Begin with the line holding "Mark every instance of the wooden boat", then print every line after it through the end of the data, exactly and with nothing added.

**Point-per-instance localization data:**
________________________

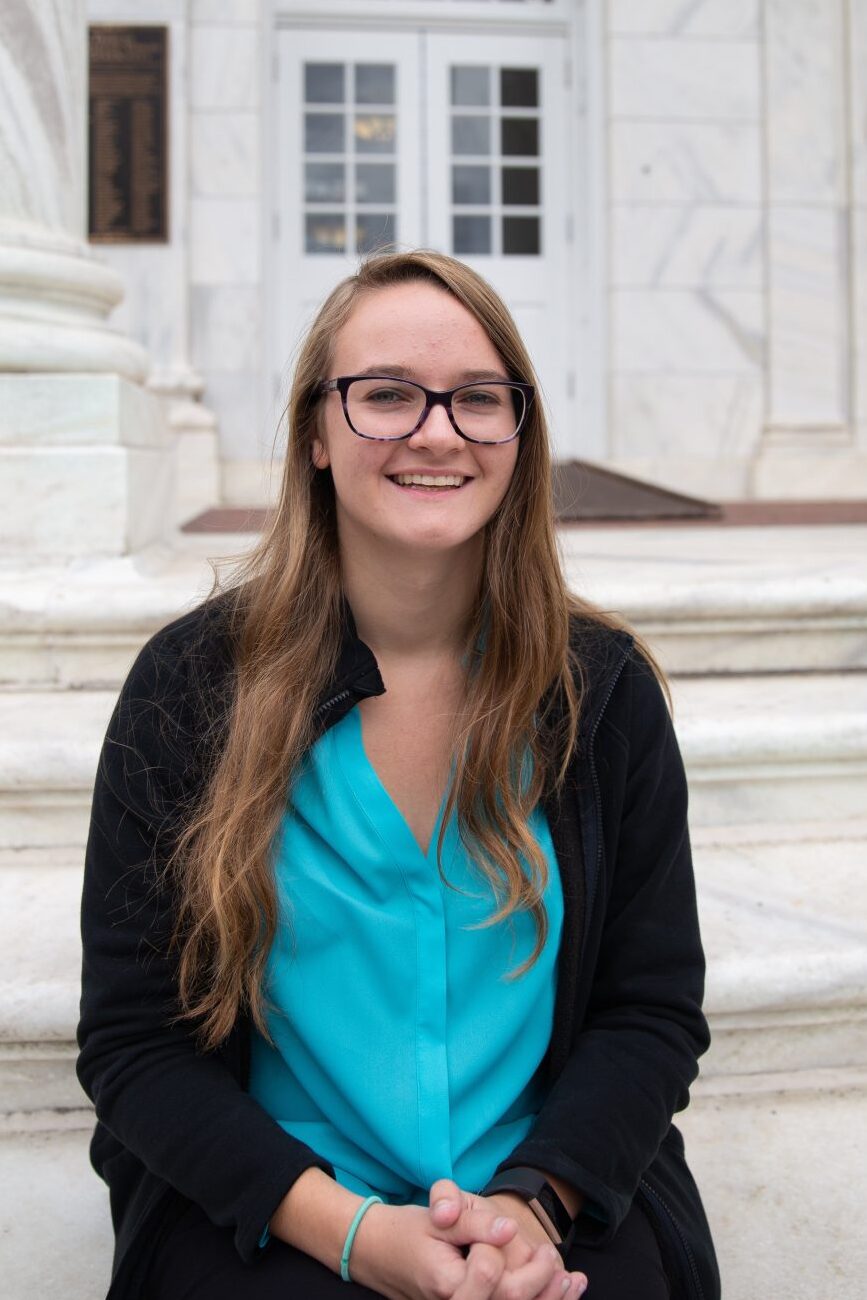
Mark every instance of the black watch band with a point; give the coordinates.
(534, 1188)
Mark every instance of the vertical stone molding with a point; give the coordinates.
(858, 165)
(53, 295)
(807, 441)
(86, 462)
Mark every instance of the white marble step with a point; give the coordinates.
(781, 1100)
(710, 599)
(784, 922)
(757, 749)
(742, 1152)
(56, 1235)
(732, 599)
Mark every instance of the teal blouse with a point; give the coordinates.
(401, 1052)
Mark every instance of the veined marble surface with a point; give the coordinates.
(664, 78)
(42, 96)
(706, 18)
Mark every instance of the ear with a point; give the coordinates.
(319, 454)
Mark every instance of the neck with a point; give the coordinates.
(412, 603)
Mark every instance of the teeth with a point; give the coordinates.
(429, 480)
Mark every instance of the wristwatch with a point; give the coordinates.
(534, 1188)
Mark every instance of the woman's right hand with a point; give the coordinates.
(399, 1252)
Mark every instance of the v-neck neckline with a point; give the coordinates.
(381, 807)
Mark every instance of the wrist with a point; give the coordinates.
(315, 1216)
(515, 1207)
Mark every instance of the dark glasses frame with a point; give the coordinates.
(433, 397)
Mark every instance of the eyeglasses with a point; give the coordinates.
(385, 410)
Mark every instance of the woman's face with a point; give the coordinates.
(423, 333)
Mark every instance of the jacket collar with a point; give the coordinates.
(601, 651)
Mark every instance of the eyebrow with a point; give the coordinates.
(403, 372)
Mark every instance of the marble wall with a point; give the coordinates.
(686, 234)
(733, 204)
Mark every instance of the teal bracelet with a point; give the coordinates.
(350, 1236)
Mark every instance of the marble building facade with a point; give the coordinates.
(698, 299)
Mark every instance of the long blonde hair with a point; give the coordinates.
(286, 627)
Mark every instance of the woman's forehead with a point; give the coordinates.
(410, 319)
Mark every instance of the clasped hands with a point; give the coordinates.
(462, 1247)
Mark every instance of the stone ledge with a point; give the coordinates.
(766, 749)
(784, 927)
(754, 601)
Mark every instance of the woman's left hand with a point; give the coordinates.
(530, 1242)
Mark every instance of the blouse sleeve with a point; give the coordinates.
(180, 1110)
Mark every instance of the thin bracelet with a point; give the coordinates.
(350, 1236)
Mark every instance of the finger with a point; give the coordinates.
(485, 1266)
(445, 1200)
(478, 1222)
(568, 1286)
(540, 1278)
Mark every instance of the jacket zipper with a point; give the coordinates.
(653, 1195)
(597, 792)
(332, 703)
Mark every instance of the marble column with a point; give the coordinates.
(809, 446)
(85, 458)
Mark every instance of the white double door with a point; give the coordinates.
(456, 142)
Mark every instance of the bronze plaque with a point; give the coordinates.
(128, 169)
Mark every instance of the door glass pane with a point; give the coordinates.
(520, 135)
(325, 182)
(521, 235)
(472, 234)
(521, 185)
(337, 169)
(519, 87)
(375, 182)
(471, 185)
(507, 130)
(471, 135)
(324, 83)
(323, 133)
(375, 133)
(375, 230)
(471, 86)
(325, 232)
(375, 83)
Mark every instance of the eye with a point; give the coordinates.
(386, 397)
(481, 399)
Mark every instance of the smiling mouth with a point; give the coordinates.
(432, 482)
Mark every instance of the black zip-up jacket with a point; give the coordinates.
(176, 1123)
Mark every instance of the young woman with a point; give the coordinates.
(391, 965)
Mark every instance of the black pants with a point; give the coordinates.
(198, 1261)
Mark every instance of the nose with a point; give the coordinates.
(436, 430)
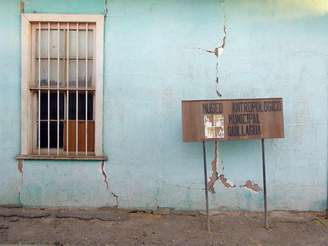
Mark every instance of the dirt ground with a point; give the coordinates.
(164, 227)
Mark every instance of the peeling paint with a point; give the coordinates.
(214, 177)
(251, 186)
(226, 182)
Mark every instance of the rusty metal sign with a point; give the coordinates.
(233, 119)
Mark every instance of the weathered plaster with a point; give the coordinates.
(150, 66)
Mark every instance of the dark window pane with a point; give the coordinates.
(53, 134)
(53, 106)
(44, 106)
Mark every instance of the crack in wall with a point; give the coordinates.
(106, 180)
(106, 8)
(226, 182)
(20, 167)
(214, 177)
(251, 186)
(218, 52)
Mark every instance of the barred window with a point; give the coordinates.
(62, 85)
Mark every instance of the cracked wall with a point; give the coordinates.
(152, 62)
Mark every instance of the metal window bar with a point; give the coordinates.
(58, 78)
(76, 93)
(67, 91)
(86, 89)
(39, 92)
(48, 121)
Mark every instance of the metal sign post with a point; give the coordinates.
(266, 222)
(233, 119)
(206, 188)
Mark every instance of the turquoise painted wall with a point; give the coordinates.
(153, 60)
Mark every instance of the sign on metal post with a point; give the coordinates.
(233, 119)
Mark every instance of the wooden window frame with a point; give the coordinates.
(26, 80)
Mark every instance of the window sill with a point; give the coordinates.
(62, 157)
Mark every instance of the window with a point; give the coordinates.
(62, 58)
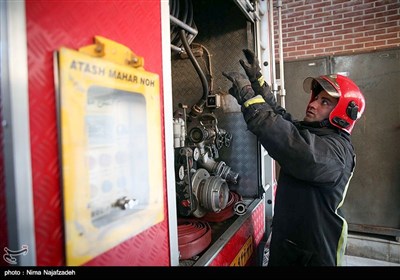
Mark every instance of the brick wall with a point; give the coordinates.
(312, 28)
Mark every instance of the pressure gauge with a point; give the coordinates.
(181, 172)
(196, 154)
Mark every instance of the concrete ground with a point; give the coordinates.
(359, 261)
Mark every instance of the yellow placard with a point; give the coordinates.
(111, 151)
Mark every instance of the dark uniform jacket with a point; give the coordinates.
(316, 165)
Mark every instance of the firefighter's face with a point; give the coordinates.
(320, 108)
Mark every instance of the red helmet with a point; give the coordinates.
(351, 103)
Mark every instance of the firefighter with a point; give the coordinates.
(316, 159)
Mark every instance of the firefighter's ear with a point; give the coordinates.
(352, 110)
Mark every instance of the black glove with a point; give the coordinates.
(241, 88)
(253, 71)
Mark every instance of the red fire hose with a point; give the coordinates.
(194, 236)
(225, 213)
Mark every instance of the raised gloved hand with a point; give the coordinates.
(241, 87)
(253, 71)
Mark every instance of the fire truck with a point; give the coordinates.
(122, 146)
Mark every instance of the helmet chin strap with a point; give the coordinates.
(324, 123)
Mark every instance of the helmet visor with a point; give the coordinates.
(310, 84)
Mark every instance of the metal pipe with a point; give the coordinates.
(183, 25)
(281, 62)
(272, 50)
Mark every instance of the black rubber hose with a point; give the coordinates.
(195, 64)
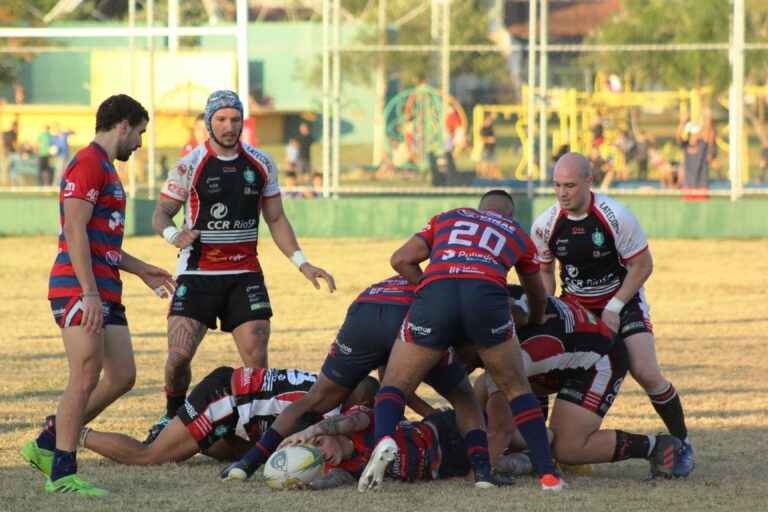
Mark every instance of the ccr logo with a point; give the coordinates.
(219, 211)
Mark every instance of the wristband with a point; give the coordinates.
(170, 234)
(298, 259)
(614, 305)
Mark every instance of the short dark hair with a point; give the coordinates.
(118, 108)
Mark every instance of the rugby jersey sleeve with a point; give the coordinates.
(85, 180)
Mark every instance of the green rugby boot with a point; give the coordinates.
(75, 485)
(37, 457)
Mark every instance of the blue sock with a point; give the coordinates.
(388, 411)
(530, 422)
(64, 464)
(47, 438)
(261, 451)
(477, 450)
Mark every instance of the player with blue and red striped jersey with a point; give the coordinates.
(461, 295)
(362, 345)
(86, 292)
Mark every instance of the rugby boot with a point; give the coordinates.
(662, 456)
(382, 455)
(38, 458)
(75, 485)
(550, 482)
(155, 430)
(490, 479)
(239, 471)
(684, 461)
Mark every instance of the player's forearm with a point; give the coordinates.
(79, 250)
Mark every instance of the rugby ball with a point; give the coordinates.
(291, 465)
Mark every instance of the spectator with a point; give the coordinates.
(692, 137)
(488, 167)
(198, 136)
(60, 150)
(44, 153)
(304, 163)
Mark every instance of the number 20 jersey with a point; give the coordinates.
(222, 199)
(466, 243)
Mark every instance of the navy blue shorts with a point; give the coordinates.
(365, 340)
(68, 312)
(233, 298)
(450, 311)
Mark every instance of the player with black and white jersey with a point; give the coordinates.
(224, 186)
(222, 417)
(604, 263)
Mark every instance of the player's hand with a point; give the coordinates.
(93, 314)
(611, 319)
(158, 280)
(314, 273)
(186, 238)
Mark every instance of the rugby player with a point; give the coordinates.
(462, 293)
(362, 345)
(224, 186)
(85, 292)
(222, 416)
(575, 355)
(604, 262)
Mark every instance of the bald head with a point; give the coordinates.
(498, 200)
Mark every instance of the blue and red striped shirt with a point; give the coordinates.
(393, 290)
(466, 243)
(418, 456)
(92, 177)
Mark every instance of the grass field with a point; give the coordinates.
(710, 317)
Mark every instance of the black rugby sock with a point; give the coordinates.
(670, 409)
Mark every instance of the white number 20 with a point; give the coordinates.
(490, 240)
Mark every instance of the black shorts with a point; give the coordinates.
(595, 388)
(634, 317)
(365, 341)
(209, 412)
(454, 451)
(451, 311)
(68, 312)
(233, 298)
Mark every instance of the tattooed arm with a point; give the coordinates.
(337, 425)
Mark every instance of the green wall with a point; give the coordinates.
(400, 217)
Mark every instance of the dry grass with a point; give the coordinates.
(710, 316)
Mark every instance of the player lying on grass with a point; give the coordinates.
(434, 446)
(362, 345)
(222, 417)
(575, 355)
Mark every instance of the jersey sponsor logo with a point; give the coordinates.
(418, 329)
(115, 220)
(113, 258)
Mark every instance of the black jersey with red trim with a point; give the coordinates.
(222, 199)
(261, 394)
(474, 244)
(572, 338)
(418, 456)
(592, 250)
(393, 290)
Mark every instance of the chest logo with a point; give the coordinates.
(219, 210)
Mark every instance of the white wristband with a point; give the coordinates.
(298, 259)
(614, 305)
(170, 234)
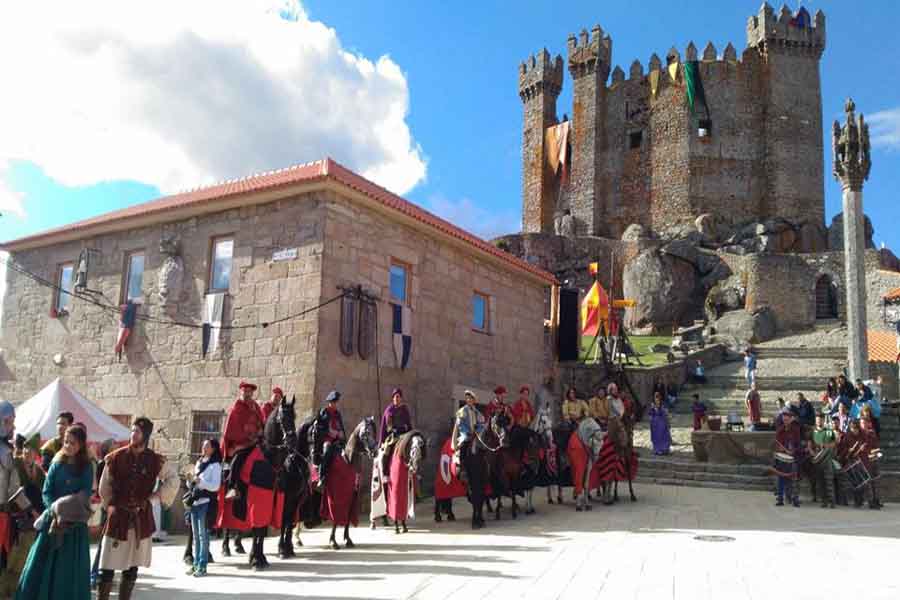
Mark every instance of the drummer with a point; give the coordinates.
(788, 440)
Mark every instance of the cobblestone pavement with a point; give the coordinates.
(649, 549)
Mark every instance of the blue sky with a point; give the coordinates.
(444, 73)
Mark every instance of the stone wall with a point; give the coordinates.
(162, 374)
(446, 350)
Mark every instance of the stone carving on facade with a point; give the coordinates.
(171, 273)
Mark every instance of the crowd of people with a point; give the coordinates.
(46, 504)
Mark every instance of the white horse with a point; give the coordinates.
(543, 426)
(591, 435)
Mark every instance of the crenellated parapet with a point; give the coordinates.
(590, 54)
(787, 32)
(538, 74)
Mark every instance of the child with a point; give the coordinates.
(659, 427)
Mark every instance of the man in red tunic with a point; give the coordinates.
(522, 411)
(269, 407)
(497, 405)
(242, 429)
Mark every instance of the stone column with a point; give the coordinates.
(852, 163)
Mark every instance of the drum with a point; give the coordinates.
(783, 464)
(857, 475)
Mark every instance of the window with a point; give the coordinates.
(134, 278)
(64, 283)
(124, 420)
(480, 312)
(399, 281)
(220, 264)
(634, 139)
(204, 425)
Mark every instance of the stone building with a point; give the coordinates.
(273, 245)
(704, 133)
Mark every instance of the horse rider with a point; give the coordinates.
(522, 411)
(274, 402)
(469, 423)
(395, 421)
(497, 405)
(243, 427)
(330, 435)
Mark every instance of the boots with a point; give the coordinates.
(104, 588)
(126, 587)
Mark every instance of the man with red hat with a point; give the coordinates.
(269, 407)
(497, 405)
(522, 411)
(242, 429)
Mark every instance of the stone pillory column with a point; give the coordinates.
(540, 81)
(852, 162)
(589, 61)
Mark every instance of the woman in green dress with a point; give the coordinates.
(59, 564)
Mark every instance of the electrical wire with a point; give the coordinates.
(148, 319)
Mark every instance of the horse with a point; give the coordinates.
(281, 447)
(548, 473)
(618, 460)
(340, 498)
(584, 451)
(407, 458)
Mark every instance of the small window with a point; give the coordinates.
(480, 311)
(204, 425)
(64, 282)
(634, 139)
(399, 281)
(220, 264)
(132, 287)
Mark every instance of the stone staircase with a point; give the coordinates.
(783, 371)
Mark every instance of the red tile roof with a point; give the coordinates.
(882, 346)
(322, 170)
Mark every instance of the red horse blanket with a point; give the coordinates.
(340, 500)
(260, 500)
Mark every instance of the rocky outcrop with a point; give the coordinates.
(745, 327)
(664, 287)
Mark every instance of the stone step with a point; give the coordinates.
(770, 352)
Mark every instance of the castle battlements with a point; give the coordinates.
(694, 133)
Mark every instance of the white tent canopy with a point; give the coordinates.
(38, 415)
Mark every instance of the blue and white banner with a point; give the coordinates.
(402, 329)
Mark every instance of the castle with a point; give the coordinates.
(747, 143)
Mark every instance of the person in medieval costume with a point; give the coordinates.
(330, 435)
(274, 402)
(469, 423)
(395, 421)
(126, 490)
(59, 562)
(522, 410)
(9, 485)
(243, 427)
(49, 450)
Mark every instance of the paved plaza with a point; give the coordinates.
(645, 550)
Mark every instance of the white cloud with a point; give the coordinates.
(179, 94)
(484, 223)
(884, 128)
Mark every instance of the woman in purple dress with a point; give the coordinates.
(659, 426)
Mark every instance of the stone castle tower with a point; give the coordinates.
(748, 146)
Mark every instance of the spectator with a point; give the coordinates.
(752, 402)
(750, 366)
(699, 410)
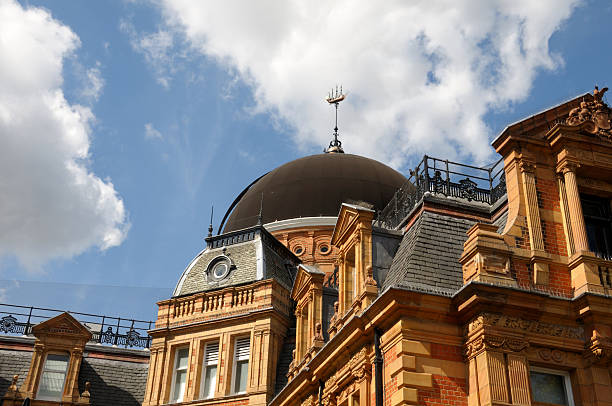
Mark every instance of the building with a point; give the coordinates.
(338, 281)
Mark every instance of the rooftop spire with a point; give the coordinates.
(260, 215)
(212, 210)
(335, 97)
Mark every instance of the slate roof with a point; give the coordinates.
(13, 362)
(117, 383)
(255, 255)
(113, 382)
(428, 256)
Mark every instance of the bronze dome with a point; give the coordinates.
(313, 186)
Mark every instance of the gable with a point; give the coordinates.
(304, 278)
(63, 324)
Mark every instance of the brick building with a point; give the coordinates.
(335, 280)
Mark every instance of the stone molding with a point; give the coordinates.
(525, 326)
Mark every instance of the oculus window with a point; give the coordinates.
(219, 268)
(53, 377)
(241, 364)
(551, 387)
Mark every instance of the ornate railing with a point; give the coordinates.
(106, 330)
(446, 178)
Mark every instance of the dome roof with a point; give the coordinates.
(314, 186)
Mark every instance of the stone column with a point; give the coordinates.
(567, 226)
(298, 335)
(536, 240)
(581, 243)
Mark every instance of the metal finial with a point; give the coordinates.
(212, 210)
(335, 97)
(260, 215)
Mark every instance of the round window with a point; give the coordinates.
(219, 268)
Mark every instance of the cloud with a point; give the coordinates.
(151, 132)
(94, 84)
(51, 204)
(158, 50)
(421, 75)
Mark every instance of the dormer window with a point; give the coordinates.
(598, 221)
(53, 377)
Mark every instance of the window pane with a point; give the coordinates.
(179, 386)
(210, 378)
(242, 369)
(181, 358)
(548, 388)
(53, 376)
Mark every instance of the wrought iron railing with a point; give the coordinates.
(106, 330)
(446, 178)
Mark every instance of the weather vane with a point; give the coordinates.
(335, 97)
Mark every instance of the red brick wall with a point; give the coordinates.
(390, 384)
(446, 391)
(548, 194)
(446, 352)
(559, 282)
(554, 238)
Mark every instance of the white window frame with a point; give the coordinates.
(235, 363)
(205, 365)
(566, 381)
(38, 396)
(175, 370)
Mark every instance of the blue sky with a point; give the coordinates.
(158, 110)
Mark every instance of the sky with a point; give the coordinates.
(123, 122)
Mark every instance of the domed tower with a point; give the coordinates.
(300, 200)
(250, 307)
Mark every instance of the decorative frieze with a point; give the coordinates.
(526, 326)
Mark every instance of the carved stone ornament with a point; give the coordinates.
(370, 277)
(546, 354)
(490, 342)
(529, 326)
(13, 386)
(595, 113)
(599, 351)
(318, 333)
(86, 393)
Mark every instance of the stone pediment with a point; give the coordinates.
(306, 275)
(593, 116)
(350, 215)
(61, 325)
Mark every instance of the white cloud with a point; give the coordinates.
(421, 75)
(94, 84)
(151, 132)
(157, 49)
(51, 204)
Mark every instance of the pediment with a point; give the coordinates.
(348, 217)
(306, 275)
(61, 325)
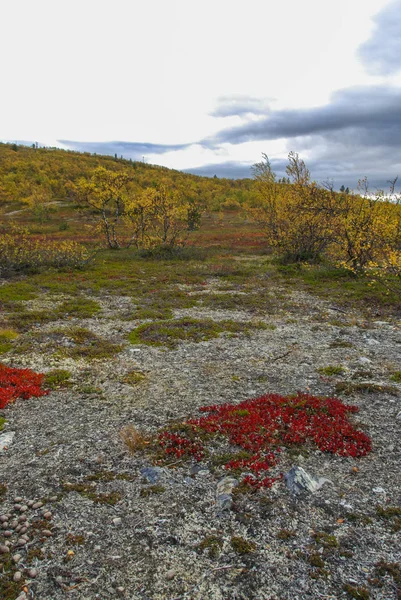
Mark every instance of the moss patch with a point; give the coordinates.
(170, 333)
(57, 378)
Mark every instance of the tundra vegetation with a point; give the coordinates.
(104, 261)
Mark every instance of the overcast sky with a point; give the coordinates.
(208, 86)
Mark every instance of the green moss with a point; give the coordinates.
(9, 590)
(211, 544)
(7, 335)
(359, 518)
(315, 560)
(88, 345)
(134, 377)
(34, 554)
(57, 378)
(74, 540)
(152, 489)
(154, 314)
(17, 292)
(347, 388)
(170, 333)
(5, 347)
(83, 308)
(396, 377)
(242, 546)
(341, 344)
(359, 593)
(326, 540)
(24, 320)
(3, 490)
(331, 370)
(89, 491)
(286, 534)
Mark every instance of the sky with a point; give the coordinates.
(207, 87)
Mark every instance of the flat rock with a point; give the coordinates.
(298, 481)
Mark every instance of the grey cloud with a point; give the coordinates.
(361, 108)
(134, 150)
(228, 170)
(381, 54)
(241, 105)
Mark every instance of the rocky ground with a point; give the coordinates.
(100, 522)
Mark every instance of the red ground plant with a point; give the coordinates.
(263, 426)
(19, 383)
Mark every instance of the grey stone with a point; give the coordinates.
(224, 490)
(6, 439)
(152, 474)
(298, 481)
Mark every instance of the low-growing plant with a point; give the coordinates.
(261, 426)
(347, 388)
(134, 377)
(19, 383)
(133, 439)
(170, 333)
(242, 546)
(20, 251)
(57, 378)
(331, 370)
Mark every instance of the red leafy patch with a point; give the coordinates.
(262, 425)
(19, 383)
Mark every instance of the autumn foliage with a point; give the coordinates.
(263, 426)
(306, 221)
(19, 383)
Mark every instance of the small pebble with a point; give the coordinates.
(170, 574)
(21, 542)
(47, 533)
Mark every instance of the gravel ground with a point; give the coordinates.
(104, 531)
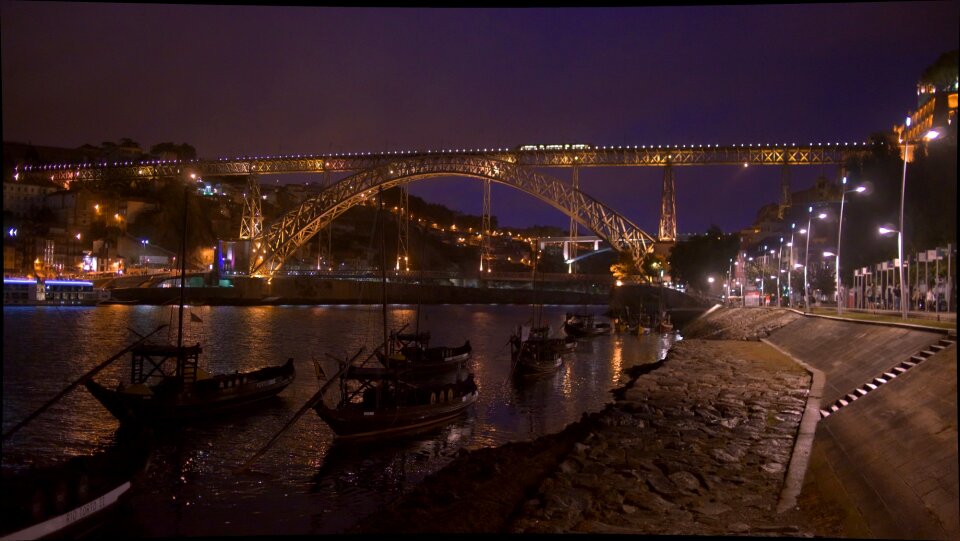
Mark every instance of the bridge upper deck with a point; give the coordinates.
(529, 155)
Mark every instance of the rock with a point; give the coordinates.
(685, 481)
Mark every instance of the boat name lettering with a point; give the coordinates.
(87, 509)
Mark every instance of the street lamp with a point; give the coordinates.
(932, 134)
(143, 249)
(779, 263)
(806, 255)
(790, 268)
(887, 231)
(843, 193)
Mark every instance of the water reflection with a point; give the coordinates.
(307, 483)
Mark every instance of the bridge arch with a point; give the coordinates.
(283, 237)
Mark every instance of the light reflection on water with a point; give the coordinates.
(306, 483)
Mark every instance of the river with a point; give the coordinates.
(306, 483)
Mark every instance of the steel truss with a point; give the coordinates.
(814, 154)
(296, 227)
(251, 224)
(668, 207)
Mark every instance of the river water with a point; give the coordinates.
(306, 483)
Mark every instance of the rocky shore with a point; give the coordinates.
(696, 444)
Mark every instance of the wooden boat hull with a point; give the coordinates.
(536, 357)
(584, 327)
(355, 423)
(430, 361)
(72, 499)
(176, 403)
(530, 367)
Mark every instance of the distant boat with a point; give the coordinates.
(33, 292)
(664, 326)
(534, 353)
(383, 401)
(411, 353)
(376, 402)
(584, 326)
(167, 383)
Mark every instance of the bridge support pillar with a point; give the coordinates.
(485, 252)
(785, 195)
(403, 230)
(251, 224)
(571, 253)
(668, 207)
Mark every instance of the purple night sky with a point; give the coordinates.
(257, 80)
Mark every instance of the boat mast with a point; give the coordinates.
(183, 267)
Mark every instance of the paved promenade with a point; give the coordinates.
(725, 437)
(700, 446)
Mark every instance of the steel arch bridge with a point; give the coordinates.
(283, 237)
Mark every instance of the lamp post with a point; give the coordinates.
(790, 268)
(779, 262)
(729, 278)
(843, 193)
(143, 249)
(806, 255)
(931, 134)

________________________

**WRITTEN SOLUTION:**
Mark every instance of the wooden boat hull with a point; give the coordinates.
(536, 357)
(584, 327)
(355, 423)
(430, 361)
(72, 499)
(176, 403)
(530, 367)
Mark every instance of the distant boat with a point; give the coordinates.
(33, 292)
(664, 326)
(534, 353)
(383, 401)
(411, 353)
(376, 402)
(584, 326)
(167, 383)
Mark every instance of the bridge support pillar with a point; give the coordinates.
(485, 252)
(785, 195)
(403, 230)
(251, 224)
(571, 253)
(668, 207)
Mark every instance of the purple night sky with a point; give the coordinates.
(257, 80)
Mark every instance of the boat mast with a point; give the coordinates.
(183, 267)
Mark every instance of the paved promenade with a point; give the coordinates.
(725, 437)
(700, 446)
Mark every instance of the steel arch bridge with a point; give the coordinates.
(283, 237)
Mark every instance of the lamp post with a point; give the coordinates.
(790, 268)
(779, 262)
(729, 278)
(843, 193)
(143, 249)
(806, 255)
(931, 134)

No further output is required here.